- LATIHAN SOAL
**A.** Jawablah pertanyaan berikut berdasarkan teks tentang mencintai anak dan istri.
(i) Siapa yang merasa kesepian sebelum Hawa hadir?
(ii) Mencukupkan keperluan anak dan istri disebut sebagai apa?
(iii) Menurut hadis yang dikutip, dinar yang dikeluarkan untuk siapa yang lebih besar pahalanya?
**B.** Salin dengan tepat seluruh bagian teks tentang mencintai anak dan istri, mulai dari "Harapan tentang misi" terus ke bawah hingga "pergi, pada saatnya.".

Mencintai Anak dan Istri adalah Ibadah, Mencukupi Kebutuhannya adalah Sedekah

Mencintai Anak dan Istri adalah Ibadah, Mencukupi Kebutuhannya adalah Sedekah
Kehadiran seorang istri bagi seorang laki-laki yang baru menikah tentulah menjadi anugerah yang terindah.

 Bukankah Adam merasa kesepian sebelum hadirnya Hawa ditengah kenikmatan surga yang dirasa.

 Demikian pun dengan kehadiran anak bagi pasangan yang telah menikah, juga menjadi harapan.

Mencintai Anak dan Istri adalah Ibadah, Mencukupi Kebutuhannya adalah Sedekah
Harapan tentang berlanjutnya siklus kehidupan dengan mewujudnya keturunan. Harapan tentang masa depan anak yang cemerlang.

 Harapan tentang misi peradaban. Semua menjadi satu dalam kehidupan yang dijalani, kehidupan berumah tangga.

Sahabat sepercikhikmah mencintai meraka adalah ibadah. Mencukupkan keperluan mereka adalah sedekah. Amanah yang musti dijaga, selalu sepanjang masa.

 Karena yang saat ini sedang bersama, bisa menjadi tiada. Semuanya akan pergi, pada saatnya.

Cobalah lihat pasangan kita dalam lelapnya. 

Cobalah sesekali meratapi gurat wajah penuh kepolosan anak kita dalam nyenyaknya. Pada mereka ada peluang ibadah yang terbuka lebar. Ibadah diatas ibadah.

Sahabat dakwah, teringat akan pesan mulia dari lisan sebaik manusia, “Ada dinar yang kamu infakkan di jalan Allah, dinar yang kamu infakkan untuk memerdekakan budak dan dinar yang kamu sedekahkan kepada orang miskin. Namun dinar yang kamu keluarkan untuk keluargamu (anak-istri) lebih besar pahalanya.” (HR. Muslim).

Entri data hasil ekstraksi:

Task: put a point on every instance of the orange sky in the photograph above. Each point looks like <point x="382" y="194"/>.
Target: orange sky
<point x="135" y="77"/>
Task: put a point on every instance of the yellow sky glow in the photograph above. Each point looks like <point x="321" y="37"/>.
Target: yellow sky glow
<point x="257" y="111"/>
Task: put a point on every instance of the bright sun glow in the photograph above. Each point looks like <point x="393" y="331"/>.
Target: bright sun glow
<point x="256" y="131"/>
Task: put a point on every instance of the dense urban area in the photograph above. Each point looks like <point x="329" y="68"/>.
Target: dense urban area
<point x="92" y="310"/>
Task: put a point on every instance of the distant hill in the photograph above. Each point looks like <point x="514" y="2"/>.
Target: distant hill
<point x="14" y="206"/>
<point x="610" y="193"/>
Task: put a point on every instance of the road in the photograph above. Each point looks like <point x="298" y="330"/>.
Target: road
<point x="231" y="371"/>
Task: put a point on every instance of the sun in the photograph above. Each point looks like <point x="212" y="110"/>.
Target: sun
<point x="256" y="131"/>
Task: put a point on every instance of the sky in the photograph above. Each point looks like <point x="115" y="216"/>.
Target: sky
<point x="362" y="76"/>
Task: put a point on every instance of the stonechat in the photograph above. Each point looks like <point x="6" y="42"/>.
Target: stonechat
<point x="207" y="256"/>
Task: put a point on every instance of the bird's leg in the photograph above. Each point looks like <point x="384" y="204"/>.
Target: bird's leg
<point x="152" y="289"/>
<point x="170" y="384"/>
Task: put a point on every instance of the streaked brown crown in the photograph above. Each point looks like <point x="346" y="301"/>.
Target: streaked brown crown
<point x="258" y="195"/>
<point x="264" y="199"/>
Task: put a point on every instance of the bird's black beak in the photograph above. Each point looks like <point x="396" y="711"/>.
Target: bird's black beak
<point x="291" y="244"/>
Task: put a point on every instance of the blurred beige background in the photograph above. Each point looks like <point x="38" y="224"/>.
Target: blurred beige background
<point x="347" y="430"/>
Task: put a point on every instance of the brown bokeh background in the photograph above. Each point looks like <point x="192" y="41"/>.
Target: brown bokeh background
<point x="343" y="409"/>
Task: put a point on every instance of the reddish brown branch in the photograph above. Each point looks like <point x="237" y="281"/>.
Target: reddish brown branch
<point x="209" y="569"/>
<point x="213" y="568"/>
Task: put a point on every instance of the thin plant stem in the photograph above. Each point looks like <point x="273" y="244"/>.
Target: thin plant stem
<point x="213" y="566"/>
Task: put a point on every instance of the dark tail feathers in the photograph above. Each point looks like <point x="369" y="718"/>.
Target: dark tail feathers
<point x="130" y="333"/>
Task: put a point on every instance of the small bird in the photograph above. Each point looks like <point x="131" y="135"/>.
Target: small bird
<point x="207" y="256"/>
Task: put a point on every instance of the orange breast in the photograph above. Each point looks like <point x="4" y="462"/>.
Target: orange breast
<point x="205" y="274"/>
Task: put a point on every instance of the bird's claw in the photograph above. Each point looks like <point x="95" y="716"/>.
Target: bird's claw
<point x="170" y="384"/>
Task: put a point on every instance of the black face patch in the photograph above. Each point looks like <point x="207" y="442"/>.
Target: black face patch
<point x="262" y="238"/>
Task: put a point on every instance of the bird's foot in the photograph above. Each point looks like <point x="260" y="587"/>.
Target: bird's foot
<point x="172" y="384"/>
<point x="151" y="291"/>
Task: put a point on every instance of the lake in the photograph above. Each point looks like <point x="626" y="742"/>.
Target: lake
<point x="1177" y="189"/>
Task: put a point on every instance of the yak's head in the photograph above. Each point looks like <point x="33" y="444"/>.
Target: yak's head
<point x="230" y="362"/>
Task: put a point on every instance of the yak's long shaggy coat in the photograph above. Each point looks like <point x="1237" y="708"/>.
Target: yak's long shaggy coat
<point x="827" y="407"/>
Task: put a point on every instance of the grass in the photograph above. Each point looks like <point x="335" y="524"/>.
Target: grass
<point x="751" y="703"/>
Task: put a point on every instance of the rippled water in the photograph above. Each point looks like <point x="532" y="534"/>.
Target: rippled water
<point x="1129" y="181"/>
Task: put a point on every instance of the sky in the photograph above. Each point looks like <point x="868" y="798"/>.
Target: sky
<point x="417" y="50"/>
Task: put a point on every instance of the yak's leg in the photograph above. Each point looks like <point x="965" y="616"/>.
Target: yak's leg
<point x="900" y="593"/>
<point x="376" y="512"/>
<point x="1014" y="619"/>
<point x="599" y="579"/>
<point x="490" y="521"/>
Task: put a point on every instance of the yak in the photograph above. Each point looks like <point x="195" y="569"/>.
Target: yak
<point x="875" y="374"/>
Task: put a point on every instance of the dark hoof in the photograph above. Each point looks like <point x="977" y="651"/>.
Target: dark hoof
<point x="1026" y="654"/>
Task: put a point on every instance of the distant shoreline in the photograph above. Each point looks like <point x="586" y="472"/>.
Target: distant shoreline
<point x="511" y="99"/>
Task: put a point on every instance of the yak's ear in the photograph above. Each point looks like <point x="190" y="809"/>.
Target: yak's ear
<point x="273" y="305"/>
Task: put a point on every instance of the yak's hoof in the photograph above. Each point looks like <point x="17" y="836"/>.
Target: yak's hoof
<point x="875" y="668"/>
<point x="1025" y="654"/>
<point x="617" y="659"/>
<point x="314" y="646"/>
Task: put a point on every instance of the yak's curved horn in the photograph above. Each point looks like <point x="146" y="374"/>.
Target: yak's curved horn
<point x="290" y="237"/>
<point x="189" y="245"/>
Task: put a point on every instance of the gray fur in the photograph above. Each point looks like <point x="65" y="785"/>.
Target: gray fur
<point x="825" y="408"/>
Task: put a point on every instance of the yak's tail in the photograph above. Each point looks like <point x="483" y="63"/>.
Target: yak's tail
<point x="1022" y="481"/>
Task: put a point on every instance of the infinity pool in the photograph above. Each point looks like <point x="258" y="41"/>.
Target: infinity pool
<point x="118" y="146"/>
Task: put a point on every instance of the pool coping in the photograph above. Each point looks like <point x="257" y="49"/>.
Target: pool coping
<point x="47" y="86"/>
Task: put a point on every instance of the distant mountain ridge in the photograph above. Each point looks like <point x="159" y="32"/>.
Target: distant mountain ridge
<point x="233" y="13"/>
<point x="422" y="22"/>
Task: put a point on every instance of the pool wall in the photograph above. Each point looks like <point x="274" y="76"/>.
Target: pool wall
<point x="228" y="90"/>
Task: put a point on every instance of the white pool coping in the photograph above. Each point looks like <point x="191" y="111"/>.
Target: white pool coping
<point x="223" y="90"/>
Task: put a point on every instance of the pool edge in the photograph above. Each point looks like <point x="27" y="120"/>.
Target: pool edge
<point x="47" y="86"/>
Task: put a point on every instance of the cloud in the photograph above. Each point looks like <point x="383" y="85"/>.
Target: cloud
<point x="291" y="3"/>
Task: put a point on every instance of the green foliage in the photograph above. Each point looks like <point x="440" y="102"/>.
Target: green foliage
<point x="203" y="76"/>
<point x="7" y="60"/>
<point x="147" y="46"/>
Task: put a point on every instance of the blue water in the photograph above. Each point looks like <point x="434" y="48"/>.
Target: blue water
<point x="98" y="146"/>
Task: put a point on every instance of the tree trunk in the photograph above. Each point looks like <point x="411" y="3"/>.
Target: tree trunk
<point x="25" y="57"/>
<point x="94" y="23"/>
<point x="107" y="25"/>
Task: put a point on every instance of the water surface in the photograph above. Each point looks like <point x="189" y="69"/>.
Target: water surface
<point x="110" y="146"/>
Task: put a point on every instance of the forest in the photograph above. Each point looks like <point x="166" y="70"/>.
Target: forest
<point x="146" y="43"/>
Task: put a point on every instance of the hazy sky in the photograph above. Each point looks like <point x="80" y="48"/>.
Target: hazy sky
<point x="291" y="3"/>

- JAWABAN TERTULIS
**A.**
(i) Adam.
(ii) Sedekah.
(iii) Untuk keluarga (anak-istri).

**B.**
Harapan tentang misi peradaban. Semua menjadi satu dalam kehidupan yang dijalani, kehidupan berumah tangga.

Sahabat sepercikhikmah mencintai meraka adalah ibadah. Mencukupkan keperluan mereka adalah sedekah. Amanah yang musti dijaga, selalu sepanjang masa.

 Karena yang saat ini sedang bersama, bisa menjadi tiada. Semuanya akan pergi, pada saatnya.